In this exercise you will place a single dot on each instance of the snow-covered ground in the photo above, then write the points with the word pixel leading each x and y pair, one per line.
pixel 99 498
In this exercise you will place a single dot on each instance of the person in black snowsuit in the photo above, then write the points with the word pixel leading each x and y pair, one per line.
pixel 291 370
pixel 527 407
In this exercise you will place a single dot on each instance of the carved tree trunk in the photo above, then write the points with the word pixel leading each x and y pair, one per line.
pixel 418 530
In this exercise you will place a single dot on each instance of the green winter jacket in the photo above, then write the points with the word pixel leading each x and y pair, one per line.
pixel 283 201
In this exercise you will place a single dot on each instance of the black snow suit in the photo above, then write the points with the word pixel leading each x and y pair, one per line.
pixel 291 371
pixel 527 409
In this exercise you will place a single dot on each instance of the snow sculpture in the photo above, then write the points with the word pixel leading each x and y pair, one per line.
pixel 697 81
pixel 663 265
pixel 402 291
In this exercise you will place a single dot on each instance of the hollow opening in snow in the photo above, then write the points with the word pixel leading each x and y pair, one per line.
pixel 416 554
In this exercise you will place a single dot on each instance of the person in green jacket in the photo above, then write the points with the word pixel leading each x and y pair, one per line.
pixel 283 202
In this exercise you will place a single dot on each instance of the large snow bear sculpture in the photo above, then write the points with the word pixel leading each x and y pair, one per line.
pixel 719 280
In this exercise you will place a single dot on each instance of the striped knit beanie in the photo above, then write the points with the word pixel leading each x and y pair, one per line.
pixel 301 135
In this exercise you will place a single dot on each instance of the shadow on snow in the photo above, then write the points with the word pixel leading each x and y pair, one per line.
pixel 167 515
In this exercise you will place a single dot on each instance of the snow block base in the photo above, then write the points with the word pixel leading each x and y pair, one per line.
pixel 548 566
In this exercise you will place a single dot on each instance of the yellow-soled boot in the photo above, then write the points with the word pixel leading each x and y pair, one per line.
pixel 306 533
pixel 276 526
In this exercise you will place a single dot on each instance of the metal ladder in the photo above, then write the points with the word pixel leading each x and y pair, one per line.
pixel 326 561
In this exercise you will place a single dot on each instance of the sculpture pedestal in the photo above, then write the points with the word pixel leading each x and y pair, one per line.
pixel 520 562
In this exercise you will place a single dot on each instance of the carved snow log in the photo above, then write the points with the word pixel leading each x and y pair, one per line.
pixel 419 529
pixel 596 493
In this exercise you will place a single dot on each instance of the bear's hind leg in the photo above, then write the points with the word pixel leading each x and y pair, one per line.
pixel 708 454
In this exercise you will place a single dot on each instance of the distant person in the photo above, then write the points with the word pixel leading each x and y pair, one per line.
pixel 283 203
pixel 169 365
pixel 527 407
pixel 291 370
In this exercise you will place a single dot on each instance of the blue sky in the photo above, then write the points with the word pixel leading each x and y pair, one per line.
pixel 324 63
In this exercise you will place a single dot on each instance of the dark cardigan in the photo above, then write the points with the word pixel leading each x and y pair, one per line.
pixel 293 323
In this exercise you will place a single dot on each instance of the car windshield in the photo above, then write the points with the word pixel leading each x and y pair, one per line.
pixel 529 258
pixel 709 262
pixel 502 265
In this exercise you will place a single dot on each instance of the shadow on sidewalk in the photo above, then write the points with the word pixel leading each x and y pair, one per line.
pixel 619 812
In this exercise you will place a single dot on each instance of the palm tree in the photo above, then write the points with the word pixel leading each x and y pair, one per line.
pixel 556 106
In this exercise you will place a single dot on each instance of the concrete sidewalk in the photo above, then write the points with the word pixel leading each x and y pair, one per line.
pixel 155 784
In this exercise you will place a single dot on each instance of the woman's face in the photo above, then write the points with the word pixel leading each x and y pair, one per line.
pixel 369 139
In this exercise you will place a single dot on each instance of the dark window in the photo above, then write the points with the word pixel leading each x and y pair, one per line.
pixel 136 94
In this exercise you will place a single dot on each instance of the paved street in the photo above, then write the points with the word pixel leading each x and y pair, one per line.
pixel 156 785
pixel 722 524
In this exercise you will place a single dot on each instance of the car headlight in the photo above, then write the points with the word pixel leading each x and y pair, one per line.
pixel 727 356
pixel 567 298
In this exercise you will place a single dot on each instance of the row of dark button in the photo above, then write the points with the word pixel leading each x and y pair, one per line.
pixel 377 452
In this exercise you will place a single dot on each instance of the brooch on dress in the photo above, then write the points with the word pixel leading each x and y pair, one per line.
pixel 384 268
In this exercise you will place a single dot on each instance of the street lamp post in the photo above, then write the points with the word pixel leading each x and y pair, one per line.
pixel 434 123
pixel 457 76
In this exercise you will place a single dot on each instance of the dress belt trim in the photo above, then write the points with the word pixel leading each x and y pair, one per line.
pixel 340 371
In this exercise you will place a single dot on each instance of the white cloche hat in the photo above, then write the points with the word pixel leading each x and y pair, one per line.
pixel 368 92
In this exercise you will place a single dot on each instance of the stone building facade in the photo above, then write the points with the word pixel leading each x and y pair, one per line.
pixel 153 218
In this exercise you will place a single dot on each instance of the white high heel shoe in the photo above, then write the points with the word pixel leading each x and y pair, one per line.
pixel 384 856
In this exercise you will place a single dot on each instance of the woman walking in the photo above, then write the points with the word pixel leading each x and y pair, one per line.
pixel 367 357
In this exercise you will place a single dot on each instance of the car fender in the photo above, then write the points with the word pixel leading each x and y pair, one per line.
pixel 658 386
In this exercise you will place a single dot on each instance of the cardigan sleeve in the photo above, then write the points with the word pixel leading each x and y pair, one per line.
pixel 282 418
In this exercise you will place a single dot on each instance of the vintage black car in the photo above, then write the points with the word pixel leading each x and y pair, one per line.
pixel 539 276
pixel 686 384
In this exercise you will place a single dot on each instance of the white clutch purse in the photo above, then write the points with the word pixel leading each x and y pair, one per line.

--------

▸ Goal of the exercise
Reproduce the material above in full, switching every occurrence of "single dot" to "small marker" and leaving all else unchanged.

▸ Answer to this exercise
In this exercise you will place a small marker on each instance of the snow-covered ground in the photo above, then write the points with the word pixel leading each x and y pair, one per line.
pixel 99 498
In this exercise you will place a small marker on each instance of the person in black snowsuit in the photo above, then write the points with the word pixel leading each x and y pair, one per line.
pixel 291 370
pixel 527 407
In this exercise you will place a small marker on each instance of the carved tree trunk in the photo above, then write the points with the word pixel leading each x and y pair, one per line.
pixel 418 530
In this exercise you will place a small marker on each instance of the green winter jacket in the photo above, then write the points with the word pixel leading each x and y pair, one per line.
pixel 283 201
In this exercise you will place a small marker on each instance of the black snow suit in the photo above, then write the points with the word pixel leading each x and y pair, one per line.
pixel 291 371
pixel 527 409
In this exercise you will place a small marker on each instance of the snow sculpture in the photo above, then write the points with the word pixel leading each x and y pair, one per line.
pixel 697 81
pixel 663 265
pixel 402 291
In this exercise you will place a small marker on each instance of the hollow opening in snow in the photo above, then write the points with the word pixel leading each x and y pair, one per line.
pixel 416 554
In this exercise you will place a small marker on each instance of the person in green jacket in the photo above, then write the points with the word pixel leading each x and y pair, one per line.
pixel 283 202
In this exercise you will place a small marker on each instance of the large snow bear sculpture in the photo above, then write the points with the word pixel leading each x and y pair, one per line.
pixel 719 280
In this exercise you will place a small marker on each instance of the striped knit beanie in the photo above, then write the points with the word pixel leading each x and y pair, one per line.
pixel 301 135
In this exercise you will place a small marker on each instance of the shadow on snow in the photo above, then write the points with the word pixel leading each x and y pair, one per line.
pixel 167 515
In this exercise you will place a small marker on each instance of the snow block base in the photo above, then write the points with the word pixel leading each x and y pair, one per line.
pixel 548 566
In this exercise you will place a small marker on each instance of the yellow-soled boot in the photo above, then write the points with the word pixel leading each x and y pair, one per line.
pixel 306 533
pixel 276 526
In this exercise you will place a small marker on each instance of the metal ladder in the photo above, then write the points with the word pixel leading each x and y pair, one per line.
pixel 326 561
In this exercise you will place a small marker on each instance of the sculpture pedestal in the photo above, then write the points with the word pixel leading each x and y pair, one per line.
pixel 520 562
In this exercise you will place a small marker on each instance of the carved snow log in the photo above, then write the points with the word pixel leading each x and y pair, one per line.
pixel 419 529
pixel 596 493
In this exercise you will place a small marker on each instance of the bear's hind leg in the photo above, then write the points with the word pixel leading each x and y pair, one per line.
pixel 708 454
In this exercise you will place a small marker on each instance of the distant person in the photo above, then write the points with the word pixel leading each x and y pair, one per line.
pixel 283 203
pixel 169 365
pixel 527 407
pixel 291 370
In this exercise you will place a small marker on each instance of the blue sky in the photo above, then write the points with the word pixel leading each x and y pair, one per line.
pixel 324 63
In this exercise you will place a small marker on each instance of the dark cardigan in the photo above, then write the points with the word pixel leading each x and y pair, one per line.
pixel 293 323
In this exercise you will place a small marker on each instance of the car windshield in the photo above, then write the points with the word pixel leading each x and y pair, one per line.
pixel 529 258
pixel 709 262
pixel 502 265
In this exercise you will place a small marker on each instance of the shadow on sidewalk in the photo above, then write the points with the word pixel leading each x and y pair, one per line.
pixel 619 812
In this exercise you will place a small marker on each instance of the palm tree in the photo above, then write the points with the word pixel leading each x and y pair, one per line.
pixel 556 106
In this exercise you will place a small marker on each instance of the concrete sidewalk in the photo above, then write the points with the word pixel leading each x and y pair, one per line.
pixel 155 784
In this exercise you will place a small marker on each instance of the woman's face in the photo above, then write the points with the word pixel leading each x and y pair, one per line.
pixel 369 139
In this exercise you will place a small marker on each instance of the dark window in the photo above, then write the points with the word pixel leading each x and y pair, one per line.
pixel 136 94
In this exercise you will place a small marker on each instance of the paved street in the photo above, then write the points with the word pixel leading each x and y pair, one per line.
pixel 156 785
pixel 722 524
In this exercise you will place a small marker on each instance of the car headlight in the photo above, then write the points with the word pixel leading each x and y pair, one per line.
pixel 727 356
pixel 567 298
In this exercise you will place a small marker on each instance of the row of dark button in the photo above, then write the points with the word pixel leading each x and y pair, one per line.
pixel 377 452
In this exercise you will place a small marker on each instance of the brooch on dress in the photo above, then write the points with the word pixel leading each x and y pair, one per line.
pixel 384 268
In this exercise you will place a small marker on each instance of the street lamp post in the photo above, then write the points with the word pixel leading each x and y pair, one per line.
pixel 434 123
pixel 457 76
In this exercise you will place a small marker on each instance of the dress belt trim in the photo above, then write the points with the word pixel leading each x and y pair, one per line.
pixel 340 371
In this exercise you will place a small marker on each instance of the white cloche hat in the photo above, then write the points with the word pixel leading each x and y pair, one per line.
pixel 368 92
In this exercise you will place a small marker on each instance of the stone building facade in the photo above, then write the points with the word pixel leading each x and y pair, one per line.
pixel 153 218
In this exercise you will place a small marker on each instance of the white high heel shoe in the photo above, then write the points with the word pixel leading each x and y pair, one per line.
pixel 384 856
In this exercise you will place a small marker on each instance of the woman walking in the photo above, then write the points with the word pixel leading each x and y pair, one per line.
pixel 367 357
In this exercise you will place a small marker on each instance of the car fender in the photo above, then write the points with the word pixel leading each x and y pair, one per line.
pixel 658 386
In this exercise you will place a small marker on each instance of the cardigan sleeve in the photo above, then write the points with the word pixel leading each x and y pair, one per line.
pixel 282 418
In this exercise you will place a small marker on each instance of the vintage black car in the photo above, then write the points with the word pixel leading each x and y pair, one per line.
pixel 539 276
pixel 686 384
In this exercise you will place a small marker on each instance of the white clutch purse in the photo above, then write the points with the word pixel leading each x and y pair, one per line.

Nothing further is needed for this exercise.